• [Study text]:
******

The Long and Winding Road

This subject of depression is interesting, because as I started this post with being “terrified” of noticing the symptoms, I realize the true fear of depression which I actually have.  Weather it being me, as a sponge, soaking up others’ feelings or the environment’s affects, who wants to feel clay for blood. I don’t, yet at the same time, when it comes up I don’t want to deny it.  I recall Thomas Moore’s The Care Of The Soul‘s one chapter on depression.  My introduction to the idea that depression is a gift.

Yes, a gift when, if I’m not so afraid of it, I allow it to happen.  In the meantime, I notice the wonderful and tricky part about depression is that a simple sweat up the hill usually nips it.

And, today, walking back down the hill,  I hear myself singing The Long And Winding Road….bum….bum…..bum…..bum………dummmmmmm.

Now, is that being depressed?

Back down to town

Wake of the Lake

This morning’s walk took me further, beyond my usual route, ending up with my feet in the mud at the edge of the shore. There I could feel the energy of a storm just gone through the east, lapping in the heavy wake.  My west coast people are concerned for me in these storms.  I keep telling them to look at a map….see exactly where I am……”Go to Lake Ontario, about the center of the U.S. shore, straight down, the small lake shaped like a ‘Y’? I am there, at the southern end”. The storm didn’t reach here, today is filled with sun & blue sky, not snow.

The inspirational push to my boundaries this morning was a blog post.  Reading it urged me to see a different vision, suggested expanding my horizon.  And I did, and it worked. Though it all seems like an outer experience- “different vision” & “expanded horizon”- it’s not. It is happening on, which seems to be my theme these days, an Inner Level. 

In the sound of the water, beyond the secure and known in which I create over and over in order to feel safe, I sense safety in the unknown. I watch the wake in it’s effortless push to shore.  A flow.  The process of this flow…. trustworthy.  

Trusting does not come easily to me. It is my challenge.  It is my change.  I have not had the courage to allow….not even wanted to give a glance at how to go about it in order to “just be”.  Though, my own soul, constant and loyal, still pleading, “Do you acknowledge?  Will you stop and see? Can you let things be?  When?”

******

• [Material shown]:

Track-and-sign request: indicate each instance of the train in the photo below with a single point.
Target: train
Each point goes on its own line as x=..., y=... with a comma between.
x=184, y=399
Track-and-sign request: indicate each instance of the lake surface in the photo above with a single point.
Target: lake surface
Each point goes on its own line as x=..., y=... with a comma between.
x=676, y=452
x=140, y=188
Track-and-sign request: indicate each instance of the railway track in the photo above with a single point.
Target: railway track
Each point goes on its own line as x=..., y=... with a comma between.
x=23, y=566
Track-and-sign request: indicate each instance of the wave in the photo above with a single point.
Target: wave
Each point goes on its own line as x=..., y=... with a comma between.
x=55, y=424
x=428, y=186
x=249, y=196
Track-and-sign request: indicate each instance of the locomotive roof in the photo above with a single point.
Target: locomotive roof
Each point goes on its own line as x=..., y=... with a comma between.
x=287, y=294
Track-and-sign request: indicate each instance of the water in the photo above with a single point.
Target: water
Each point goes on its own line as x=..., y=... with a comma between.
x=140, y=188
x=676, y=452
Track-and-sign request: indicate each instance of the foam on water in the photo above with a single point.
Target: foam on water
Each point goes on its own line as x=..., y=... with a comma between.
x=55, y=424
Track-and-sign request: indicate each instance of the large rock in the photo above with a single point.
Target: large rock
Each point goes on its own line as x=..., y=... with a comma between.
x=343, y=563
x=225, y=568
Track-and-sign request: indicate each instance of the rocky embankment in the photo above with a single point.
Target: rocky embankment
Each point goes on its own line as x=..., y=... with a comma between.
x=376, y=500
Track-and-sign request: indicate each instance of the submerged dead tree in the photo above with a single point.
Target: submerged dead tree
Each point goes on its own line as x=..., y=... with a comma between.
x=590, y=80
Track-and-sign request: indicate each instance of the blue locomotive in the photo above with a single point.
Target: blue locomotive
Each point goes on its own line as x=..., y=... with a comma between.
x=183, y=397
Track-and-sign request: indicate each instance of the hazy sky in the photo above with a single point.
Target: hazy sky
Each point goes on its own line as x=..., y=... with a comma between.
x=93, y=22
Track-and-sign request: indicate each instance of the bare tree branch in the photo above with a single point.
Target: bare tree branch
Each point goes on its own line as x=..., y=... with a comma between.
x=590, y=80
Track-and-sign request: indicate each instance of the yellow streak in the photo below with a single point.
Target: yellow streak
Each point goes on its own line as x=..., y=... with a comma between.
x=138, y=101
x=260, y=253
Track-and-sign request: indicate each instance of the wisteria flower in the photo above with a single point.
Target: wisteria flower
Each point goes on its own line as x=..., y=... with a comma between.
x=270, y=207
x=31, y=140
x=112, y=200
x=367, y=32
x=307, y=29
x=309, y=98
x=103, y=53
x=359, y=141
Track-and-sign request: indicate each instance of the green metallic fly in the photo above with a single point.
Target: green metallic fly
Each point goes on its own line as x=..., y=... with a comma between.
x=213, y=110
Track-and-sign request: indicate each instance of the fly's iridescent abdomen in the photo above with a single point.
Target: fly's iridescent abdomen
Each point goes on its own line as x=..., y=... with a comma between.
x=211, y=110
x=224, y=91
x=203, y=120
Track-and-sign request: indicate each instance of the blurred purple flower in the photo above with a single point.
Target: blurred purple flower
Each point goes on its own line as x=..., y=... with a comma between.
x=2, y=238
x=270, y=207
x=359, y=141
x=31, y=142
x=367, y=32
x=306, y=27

******

Write the next part of the personal blog text about walks, depression and the lake, starting after its final line. The data has no connection to the text.

In response I am grateful to say-

Yes, today, down at the lake, watching the wake, effortlessly.




The Assignment

Over a week ago the sun was ducked behind the storm named Sandy.  One week ago I was waiting for what was to come, after having prepared for it to the best of my ability. Bottled water, food, water in the bathtub, flashlight batteries, etc. This area was not touched by the storm as drastically as others. Though, I see that winter is definitely here, at least weather wise, if not season wise.  (just don’t look at the 60 degree forecast for this weekend…which I am trying to not get great hopes up about)

With this knowledge of impending winter and trying to not get too freaked out by it, I gave myself a project of photographing some of the buildings that intrigue me.  In order to get me out and move, regardless of the weather.  I have been noting them in my mind as I drive by in the car, so this assignment was to get out and shoot them on foot or bike.  

Place I love.  Someone has fixed it up.
School.  Once was Curtiss house/bike factory.http://en.wikipedia.org/wiki/Glenn_Curtiss

Mallory Mill.  Next door to where I live.  BTW….For lease http://en.wikipedia.org/wiki/Meredith_Mallory

Place begging to be fixed up.
www.pleasantvalleywine.com

Great Western

Pleasant Valley

door 

Today, November 6, 2012, I am on tender hooks in anticipation of a different kind of storm to pass.  The political storm that I have been wading through for weeks now.  As I rode my bike in the sun.  The illusive sun, having been gone for over a week, that I was so glad to welcome on my nose dripping, eyes running, beanie hugging, scarf wrapped face.